Иногда великий проповедник доходил чуть ли не до отчаяния и горевал, видя, как кумиры толпы употребляют во зло свой дар, полученный ими по Высшей Воле от природы:
"Светские писатели, пишущие многоглаголиевые романы, завлекающие искусно составленными рассказами о вымышленных или действительных лицах и их пустой страстной жизни <...> пожнут тление. Сеяли суету, суету и пожнут <...> Ты один, Господи, можешь очистить загнившую нравственную атмосферу русского юношества и людей зрелого возраста, зачитавшихся еретиком Львом Толстым и вообще гнилою литературою России и Запада".

____________

*Ваше задание*: Пожалуйста, определите, согласуются ли с отрывком о проповеднике три утверждения: (a) проповедник говорил, что светские писатели пожнут тление; (b) он называл Льва Толстого еретиком; (c) он осуждал только литературу Запада. На каждое ответьте «да» или «нет» и приведите решающие слова отрывка дословно. Материал далее взят из другого источника.

*Фрагмент данных*:

____________

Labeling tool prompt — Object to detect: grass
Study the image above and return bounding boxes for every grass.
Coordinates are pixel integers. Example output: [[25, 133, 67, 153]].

____________

*Решение*:
(a) Да: «пожнут тление».
(b) Да: «зачитавшихся еретиком Львом Толстым».
(c) Нет: «гнилою литературою России и Запада».